Consegna:
Per favore, rispondi a queste domande sull'estratto:
1. Con quale nome si presentava il gruppo prima di chiamarsi Eversin?
2. Chi pronunciò la frase da cui nasce il titolo "Tears On the Face of God"?
3. Oltre a diventare una preghiera, di quale evento parla il testo di "Nuclear Winter"?

Estratto:
☆ ☆ ☆ ☆
Di Alessandro Calvi - 4 Marzo 2013 - 11:20
Eversin (Ignazio e Giangabriele)

Li abbiamo scoperti quando ancora si chiamavano Fuoco Fatuo e si muovevano nel vasto sottobosco dell’underground italiano. Li abbiamo visti esordire con il loro primo disco e poi cambiare nome (e genere) e proseguire il loro percorso alla ricerca di uno stile personale. Ora, con “Tears On the Face of God”, secondo album uscito sotto il monicker Eversin, sembrano aver finalmente trovato la loro dimensione.

 

Alex: Ciao ragazzi, come va?
 
Eversin (Ignazio): Ciao Alex, tutto ok…grazie per lo spazio che ci stai concedendo e per le bellissime parole che hai speso su “Tears on the Face of God”…
 
Alex: Allora, partiamo subito in quarta. I testi di “Tears On the Face of God” trattano tutti temi collegati tra loro, come la guerra, la violenza, il dolore per la perdita, etc. Possiamo dire che si tratta quasi di un concept-album, in questo caso? Da dove è nata l’ispirazione per le canzoni e la scelta di trattare questi argomenti?
 
Eversin (Ignazio): In realtà “Tears On the Face of God” non è un concept, ma tutti i testi trattano il tema della guerra. È un tema che mi ha sempre affascinato, ed aldilà delle mie inclinazioni politiche, penso che sia un tema molto interessante da trattare in un’opera Metal. Il titolo nasce da una frase che mia nonna mi disse quando ero bambino. Disse: “’a guerra fa chiangiri ‘u Signuruzzu”(la guerra fa piangere il Signore). Quella frase si scolpì nella mia mente. Fatto qualche cambiamento penso sia divenuta un titolo grandioso per un disco metal. Se leggete bene i testi troverete riferimenti a personaggi storici del passato, personaggi che hanno a mio avviso cambiato il corso della storia, segnando fortemente il periodo in cui vissero. A questo proposito il testo di “Nightblaster” penso sia il più rappresentativo dato che è davvero zeppo di riferimenti ad un uomo che fece delle guerra il suo punto di forza. Altro testo molto “storico” è quello di Nuclear Winter, che oltre a parlare della bomba atomica sganciata su Hiroshima, assume in seguito il tono di una vera e propria preghiera durante il verso “Antichrist Is the Name of War”. Sono molto orgoglioso dei testi del disco. Per scriverli ho impiegato molto tempo proprio perché non volevo cadere nello scontato o nel ripetitivo. La guerra è da sempre un tema molto trattato nelle opere Metal, e proprio per questo deve essere trattato in maniera molto personale, per farsì che non risulti riciclato… La guerra viene trattata osservandone tutte le sfumature, fino ad arrivare al testo di “Tale of a Dying Soldier”, che potrebbe essere descritto come la confessione di un soldato camuffata da racconto… Quel testo è davvero molto bello, forse uno dei più belli che io abbia scritto fino ad oggi. Non c’è che dire, sono molto soddisfatto del disco nella sua interezza… Le lacrime sul volto di Dio.
☆ ☆ ☆ ☆
Dati forniti:
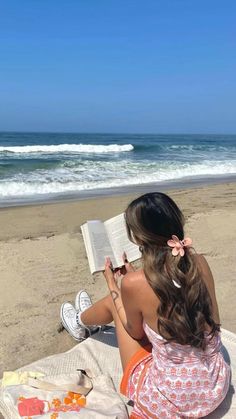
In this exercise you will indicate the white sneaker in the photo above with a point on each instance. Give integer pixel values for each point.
(68, 316)
(82, 301)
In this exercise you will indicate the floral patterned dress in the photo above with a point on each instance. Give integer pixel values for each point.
(176, 381)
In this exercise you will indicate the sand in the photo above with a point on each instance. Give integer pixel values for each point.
(43, 264)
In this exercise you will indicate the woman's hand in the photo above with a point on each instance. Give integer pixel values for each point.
(109, 273)
(127, 267)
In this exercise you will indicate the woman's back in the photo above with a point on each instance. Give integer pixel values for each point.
(149, 302)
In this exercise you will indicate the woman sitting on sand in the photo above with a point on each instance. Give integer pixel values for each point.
(169, 304)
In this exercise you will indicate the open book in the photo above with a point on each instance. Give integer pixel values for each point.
(108, 239)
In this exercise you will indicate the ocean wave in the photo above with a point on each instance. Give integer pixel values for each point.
(66, 180)
(68, 148)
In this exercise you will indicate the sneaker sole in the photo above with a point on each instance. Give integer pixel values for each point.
(77, 299)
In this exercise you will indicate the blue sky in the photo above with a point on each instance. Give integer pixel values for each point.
(118, 66)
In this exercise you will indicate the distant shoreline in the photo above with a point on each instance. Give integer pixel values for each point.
(184, 183)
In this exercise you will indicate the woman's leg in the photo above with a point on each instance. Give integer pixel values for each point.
(103, 312)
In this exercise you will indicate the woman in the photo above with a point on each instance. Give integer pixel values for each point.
(171, 305)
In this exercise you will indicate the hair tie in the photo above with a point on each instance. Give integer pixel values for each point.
(179, 245)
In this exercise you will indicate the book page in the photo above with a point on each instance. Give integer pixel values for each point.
(117, 233)
(97, 245)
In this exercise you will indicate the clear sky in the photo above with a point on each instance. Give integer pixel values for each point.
(118, 66)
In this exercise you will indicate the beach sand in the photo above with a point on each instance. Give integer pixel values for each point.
(43, 264)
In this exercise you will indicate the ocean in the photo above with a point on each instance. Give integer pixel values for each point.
(45, 166)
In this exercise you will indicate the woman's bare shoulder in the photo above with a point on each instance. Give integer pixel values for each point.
(134, 278)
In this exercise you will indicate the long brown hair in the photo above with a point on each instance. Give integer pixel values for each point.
(183, 312)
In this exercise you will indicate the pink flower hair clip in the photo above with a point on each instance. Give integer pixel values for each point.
(179, 245)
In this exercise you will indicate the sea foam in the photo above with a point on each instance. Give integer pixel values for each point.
(69, 148)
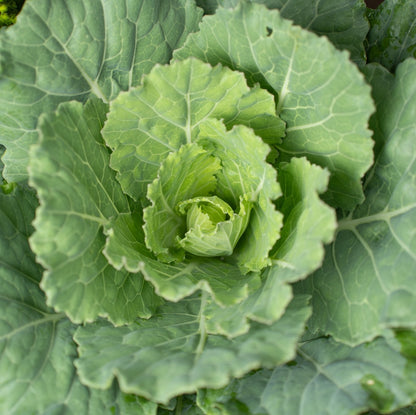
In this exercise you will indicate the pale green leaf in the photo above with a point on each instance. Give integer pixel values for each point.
(392, 37)
(367, 281)
(185, 174)
(322, 97)
(165, 112)
(245, 173)
(78, 195)
(172, 353)
(308, 223)
(59, 50)
(125, 247)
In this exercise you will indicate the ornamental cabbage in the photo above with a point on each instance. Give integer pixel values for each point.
(207, 207)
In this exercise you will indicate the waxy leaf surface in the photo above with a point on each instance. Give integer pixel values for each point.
(320, 95)
(367, 280)
(78, 196)
(172, 353)
(61, 51)
(36, 345)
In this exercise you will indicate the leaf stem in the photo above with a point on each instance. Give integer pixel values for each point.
(179, 405)
(202, 327)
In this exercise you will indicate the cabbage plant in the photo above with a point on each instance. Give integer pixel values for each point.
(208, 207)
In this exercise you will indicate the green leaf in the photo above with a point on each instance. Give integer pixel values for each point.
(79, 195)
(58, 51)
(183, 175)
(392, 37)
(172, 353)
(329, 377)
(246, 175)
(125, 248)
(321, 96)
(343, 23)
(367, 281)
(308, 223)
(166, 111)
(36, 346)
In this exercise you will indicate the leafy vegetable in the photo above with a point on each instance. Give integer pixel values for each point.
(208, 214)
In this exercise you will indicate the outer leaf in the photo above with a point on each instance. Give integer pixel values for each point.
(78, 195)
(321, 96)
(125, 247)
(392, 37)
(308, 223)
(36, 346)
(367, 280)
(329, 378)
(147, 123)
(326, 378)
(58, 51)
(171, 354)
(344, 23)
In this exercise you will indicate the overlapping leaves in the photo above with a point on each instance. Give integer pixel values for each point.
(61, 51)
(320, 95)
(367, 280)
(36, 346)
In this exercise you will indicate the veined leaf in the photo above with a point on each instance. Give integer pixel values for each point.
(36, 346)
(367, 281)
(308, 223)
(344, 23)
(79, 195)
(166, 111)
(326, 378)
(172, 353)
(320, 95)
(61, 51)
(125, 248)
(392, 37)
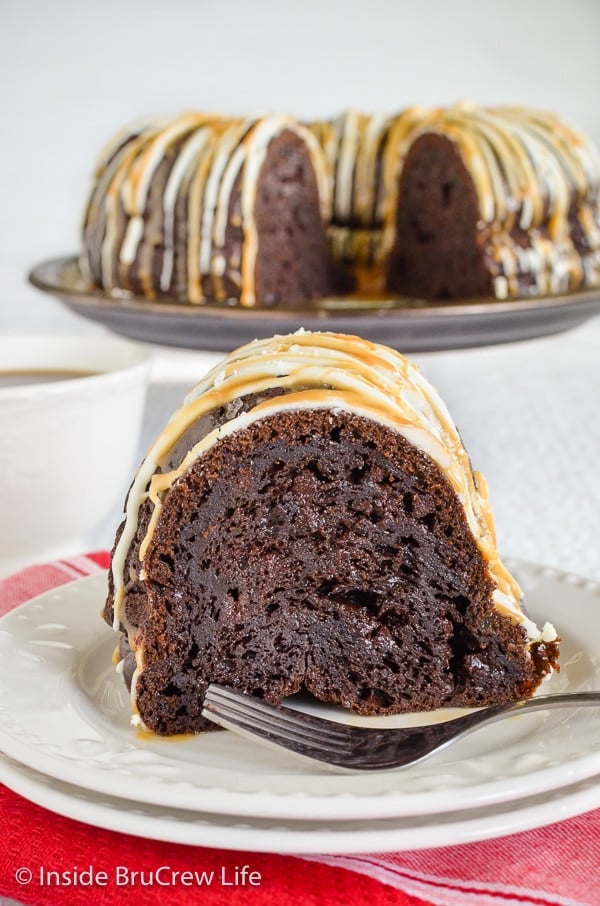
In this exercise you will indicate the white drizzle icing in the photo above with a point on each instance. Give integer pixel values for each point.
(339, 373)
(529, 170)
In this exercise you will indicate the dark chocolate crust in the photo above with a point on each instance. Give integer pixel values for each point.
(320, 551)
(439, 245)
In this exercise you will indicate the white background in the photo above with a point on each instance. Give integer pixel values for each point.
(72, 72)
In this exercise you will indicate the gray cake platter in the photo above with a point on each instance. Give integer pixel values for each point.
(409, 325)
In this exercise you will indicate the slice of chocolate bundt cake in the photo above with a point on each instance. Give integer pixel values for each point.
(308, 519)
(202, 208)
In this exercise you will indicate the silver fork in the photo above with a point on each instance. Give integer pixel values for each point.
(344, 748)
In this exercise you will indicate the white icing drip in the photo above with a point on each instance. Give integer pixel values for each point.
(185, 159)
(365, 379)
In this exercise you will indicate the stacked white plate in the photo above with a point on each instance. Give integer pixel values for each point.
(68, 745)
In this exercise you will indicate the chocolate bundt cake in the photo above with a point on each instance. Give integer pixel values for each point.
(201, 208)
(308, 519)
(501, 202)
(449, 203)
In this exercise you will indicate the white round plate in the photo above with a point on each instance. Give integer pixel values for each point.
(298, 837)
(65, 712)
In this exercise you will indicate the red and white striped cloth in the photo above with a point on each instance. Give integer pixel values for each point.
(558, 865)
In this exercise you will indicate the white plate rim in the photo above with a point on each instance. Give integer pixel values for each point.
(340, 803)
(298, 837)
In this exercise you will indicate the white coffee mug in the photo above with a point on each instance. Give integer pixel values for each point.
(67, 446)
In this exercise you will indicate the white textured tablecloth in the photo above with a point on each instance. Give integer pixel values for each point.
(528, 413)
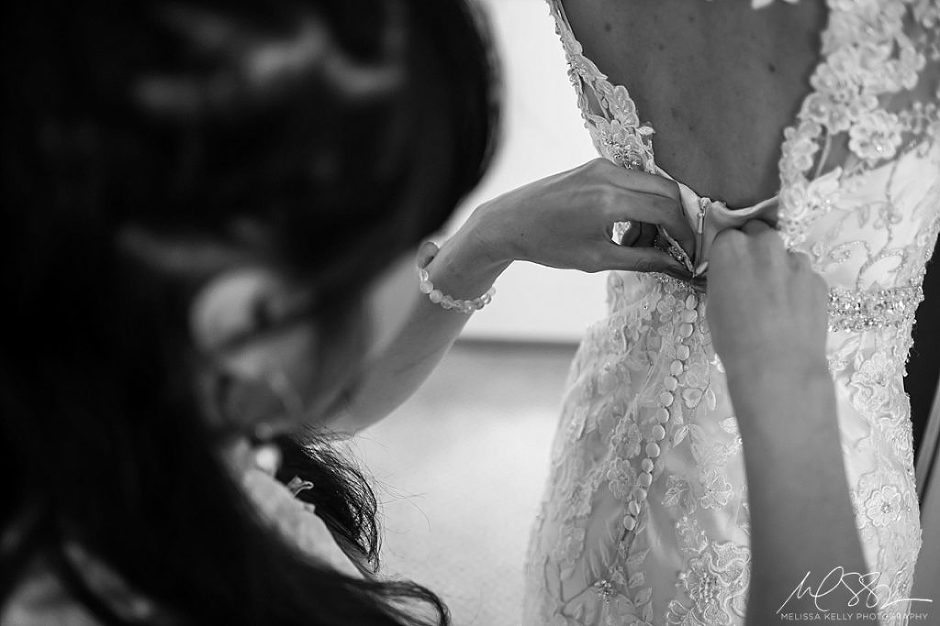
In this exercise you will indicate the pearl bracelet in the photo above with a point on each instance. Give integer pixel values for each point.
(437, 297)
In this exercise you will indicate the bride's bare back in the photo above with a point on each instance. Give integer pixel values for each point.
(718, 81)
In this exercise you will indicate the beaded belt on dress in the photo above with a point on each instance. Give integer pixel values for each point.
(860, 310)
(867, 310)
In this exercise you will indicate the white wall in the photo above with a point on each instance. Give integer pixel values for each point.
(543, 134)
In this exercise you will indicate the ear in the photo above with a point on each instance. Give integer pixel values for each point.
(263, 356)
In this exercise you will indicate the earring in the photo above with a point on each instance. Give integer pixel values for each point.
(267, 454)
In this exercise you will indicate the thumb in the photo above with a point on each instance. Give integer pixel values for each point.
(426, 253)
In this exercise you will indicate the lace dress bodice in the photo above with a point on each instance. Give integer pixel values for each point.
(645, 515)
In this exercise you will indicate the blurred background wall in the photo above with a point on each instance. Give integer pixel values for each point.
(461, 466)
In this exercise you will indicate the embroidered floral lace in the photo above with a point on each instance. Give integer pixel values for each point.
(645, 517)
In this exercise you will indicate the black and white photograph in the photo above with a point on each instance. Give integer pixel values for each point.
(470, 313)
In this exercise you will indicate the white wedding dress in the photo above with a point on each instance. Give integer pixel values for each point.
(645, 517)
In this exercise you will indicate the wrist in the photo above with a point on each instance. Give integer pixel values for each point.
(784, 404)
(463, 268)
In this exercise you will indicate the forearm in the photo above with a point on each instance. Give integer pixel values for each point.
(464, 268)
(802, 519)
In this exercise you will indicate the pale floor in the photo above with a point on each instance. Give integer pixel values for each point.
(459, 472)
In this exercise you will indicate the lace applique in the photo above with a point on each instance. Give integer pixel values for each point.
(715, 583)
(648, 453)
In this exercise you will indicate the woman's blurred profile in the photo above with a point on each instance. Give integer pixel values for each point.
(196, 196)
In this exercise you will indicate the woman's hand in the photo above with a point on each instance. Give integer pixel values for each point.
(565, 221)
(766, 308)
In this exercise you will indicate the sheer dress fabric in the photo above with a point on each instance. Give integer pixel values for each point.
(644, 519)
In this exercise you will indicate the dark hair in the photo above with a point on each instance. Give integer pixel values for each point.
(115, 118)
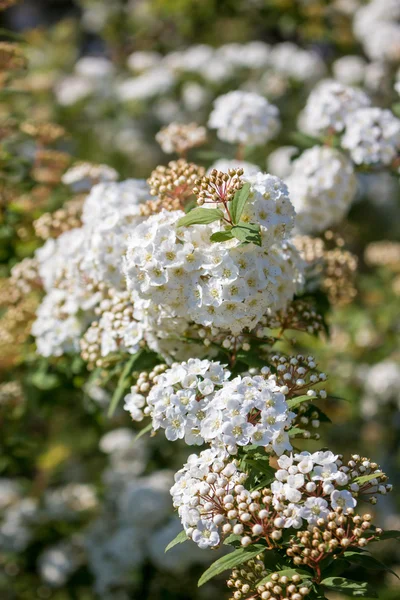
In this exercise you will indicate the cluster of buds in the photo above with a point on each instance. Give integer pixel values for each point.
(181, 137)
(218, 187)
(359, 466)
(383, 254)
(12, 57)
(243, 580)
(51, 225)
(296, 375)
(15, 327)
(249, 515)
(334, 534)
(45, 133)
(49, 166)
(25, 276)
(334, 268)
(145, 380)
(115, 313)
(174, 184)
(300, 315)
(282, 587)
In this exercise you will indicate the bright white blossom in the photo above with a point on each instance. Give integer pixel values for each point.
(244, 118)
(329, 105)
(322, 186)
(372, 136)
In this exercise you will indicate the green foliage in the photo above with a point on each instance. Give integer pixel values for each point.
(201, 216)
(234, 559)
(355, 589)
(247, 233)
(179, 539)
(238, 203)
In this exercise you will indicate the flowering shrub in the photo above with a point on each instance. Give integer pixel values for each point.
(205, 303)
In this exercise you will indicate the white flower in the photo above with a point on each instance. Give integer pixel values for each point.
(349, 70)
(328, 106)
(314, 509)
(224, 285)
(206, 535)
(322, 186)
(109, 212)
(244, 118)
(372, 136)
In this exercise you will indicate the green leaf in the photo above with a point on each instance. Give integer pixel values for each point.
(143, 432)
(123, 383)
(232, 539)
(292, 402)
(247, 233)
(287, 573)
(261, 466)
(250, 359)
(221, 236)
(201, 216)
(45, 381)
(356, 589)
(235, 558)
(179, 539)
(366, 478)
(239, 202)
(367, 561)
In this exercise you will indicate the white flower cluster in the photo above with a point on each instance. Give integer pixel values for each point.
(248, 410)
(372, 136)
(328, 107)
(68, 305)
(322, 186)
(109, 214)
(179, 400)
(381, 387)
(202, 486)
(75, 267)
(226, 284)
(308, 486)
(115, 331)
(244, 118)
(195, 401)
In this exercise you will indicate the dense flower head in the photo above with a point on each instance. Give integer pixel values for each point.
(180, 137)
(244, 118)
(109, 213)
(248, 410)
(226, 285)
(322, 186)
(329, 105)
(372, 136)
(179, 401)
(309, 486)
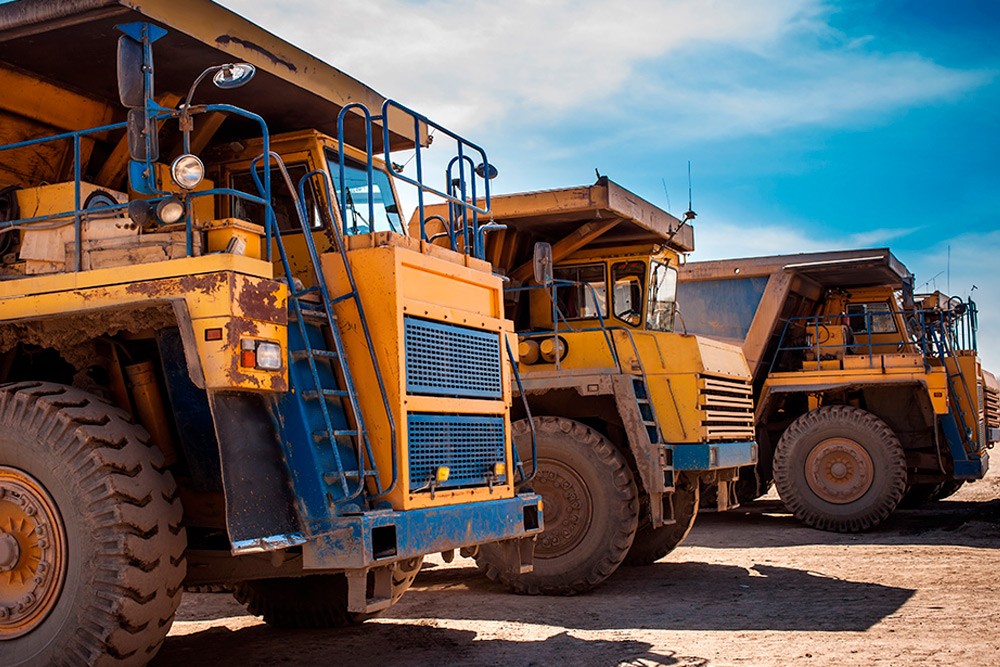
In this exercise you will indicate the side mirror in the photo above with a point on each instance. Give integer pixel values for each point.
(130, 77)
(139, 127)
(542, 263)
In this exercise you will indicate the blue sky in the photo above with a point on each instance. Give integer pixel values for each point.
(810, 125)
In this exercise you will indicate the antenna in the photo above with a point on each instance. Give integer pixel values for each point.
(690, 210)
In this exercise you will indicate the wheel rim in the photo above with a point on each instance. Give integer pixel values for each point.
(569, 509)
(839, 470)
(32, 553)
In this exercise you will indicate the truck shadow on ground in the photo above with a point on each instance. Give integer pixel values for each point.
(766, 523)
(403, 644)
(670, 596)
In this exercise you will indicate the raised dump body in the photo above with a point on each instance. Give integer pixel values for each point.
(223, 360)
(634, 419)
(867, 395)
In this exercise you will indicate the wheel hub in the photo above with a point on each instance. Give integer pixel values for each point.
(839, 470)
(32, 553)
(568, 508)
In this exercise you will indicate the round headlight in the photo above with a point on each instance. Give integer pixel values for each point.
(187, 171)
(169, 210)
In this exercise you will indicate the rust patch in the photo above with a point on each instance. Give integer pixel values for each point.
(259, 301)
(206, 284)
(225, 40)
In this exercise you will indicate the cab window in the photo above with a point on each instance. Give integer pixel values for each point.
(578, 302)
(878, 313)
(662, 296)
(281, 198)
(628, 279)
(384, 211)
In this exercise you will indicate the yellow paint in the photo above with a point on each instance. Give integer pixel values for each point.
(214, 290)
(395, 280)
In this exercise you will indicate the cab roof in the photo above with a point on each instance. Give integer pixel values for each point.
(72, 43)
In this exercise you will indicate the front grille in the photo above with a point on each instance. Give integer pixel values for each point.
(448, 360)
(468, 445)
(727, 408)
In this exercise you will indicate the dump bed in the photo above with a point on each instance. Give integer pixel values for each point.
(746, 301)
(602, 215)
(57, 68)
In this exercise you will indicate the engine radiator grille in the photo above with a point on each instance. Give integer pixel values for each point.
(448, 360)
(468, 445)
(727, 408)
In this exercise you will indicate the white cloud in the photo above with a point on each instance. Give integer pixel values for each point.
(685, 69)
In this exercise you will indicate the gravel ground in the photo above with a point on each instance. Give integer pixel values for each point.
(749, 587)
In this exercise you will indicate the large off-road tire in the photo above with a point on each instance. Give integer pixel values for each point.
(948, 489)
(591, 510)
(91, 542)
(840, 468)
(652, 544)
(918, 495)
(314, 601)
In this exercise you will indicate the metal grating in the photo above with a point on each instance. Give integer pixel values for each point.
(468, 445)
(448, 360)
(727, 408)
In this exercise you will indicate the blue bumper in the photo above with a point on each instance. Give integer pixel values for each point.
(713, 456)
(379, 537)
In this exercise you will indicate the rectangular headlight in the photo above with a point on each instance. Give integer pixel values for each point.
(268, 356)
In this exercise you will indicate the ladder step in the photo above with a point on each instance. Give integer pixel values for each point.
(342, 297)
(312, 314)
(321, 436)
(327, 393)
(300, 355)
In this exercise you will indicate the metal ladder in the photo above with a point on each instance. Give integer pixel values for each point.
(320, 377)
(957, 429)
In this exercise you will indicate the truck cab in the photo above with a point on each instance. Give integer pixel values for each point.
(629, 411)
(868, 396)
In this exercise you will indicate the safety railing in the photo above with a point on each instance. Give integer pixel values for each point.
(467, 177)
(934, 333)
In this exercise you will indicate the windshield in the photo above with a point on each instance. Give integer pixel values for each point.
(383, 203)
(662, 297)
(586, 297)
(628, 280)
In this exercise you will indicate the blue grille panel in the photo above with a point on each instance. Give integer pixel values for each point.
(447, 360)
(468, 445)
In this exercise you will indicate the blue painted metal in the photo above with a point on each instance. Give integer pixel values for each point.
(348, 544)
(468, 445)
(449, 360)
(329, 301)
(713, 456)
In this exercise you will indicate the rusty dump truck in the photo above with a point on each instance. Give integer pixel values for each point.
(868, 396)
(223, 362)
(635, 421)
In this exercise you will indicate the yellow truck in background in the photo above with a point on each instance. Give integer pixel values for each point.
(633, 418)
(868, 396)
(222, 360)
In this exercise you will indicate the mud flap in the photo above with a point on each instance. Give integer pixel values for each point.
(358, 599)
(260, 506)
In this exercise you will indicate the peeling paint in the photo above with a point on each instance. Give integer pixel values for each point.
(226, 40)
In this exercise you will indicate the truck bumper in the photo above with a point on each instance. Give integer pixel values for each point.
(382, 537)
(713, 456)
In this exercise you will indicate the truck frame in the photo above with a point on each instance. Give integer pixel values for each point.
(868, 395)
(635, 422)
(222, 359)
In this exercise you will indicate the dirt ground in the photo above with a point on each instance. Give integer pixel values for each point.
(750, 587)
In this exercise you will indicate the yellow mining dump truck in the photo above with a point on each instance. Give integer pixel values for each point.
(222, 360)
(631, 416)
(867, 395)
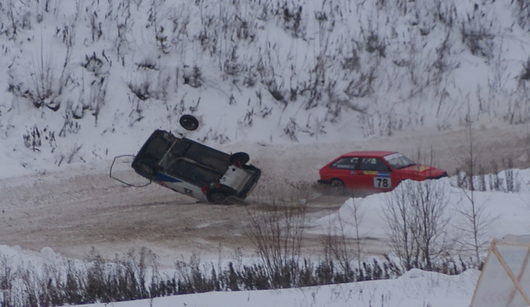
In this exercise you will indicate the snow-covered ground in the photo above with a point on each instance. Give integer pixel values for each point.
(294, 84)
(415, 288)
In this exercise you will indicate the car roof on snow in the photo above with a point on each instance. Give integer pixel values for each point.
(369, 153)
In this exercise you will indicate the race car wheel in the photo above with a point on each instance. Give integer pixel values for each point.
(218, 197)
(337, 185)
(239, 158)
(189, 122)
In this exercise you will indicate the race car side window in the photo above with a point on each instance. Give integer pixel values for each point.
(346, 163)
(373, 164)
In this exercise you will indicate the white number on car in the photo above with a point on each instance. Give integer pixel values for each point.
(382, 182)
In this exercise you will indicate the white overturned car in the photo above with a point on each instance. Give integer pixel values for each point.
(194, 169)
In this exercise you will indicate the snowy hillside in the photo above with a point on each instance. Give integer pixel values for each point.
(86, 80)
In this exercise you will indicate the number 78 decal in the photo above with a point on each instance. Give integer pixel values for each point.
(382, 182)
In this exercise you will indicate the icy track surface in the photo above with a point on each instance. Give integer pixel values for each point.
(80, 207)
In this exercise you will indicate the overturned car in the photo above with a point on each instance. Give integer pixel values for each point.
(194, 169)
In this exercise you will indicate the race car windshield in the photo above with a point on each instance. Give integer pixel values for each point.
(398, 161)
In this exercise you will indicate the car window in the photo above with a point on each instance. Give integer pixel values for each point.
(192, 173)
(346, 163)
(398, 160)
(373, 164)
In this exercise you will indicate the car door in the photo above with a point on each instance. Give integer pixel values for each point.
(343, 169)
(373, 175)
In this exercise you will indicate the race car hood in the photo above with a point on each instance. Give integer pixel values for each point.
(423, 171)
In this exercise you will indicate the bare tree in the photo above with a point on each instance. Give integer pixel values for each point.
(340, 247)
(277, 236)
(476, 221)
(416, 223)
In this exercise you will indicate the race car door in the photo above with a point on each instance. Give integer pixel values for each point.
(373, 175)
(343, 169)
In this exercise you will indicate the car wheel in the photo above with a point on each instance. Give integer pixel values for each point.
☆ ☆ ☆ ☆
Risposta:
1. Fuoco Fatuo.
2. La nonna di Ignazio, quando lui era bambino.
3. La bomba atomica sganciata su Hiroshima.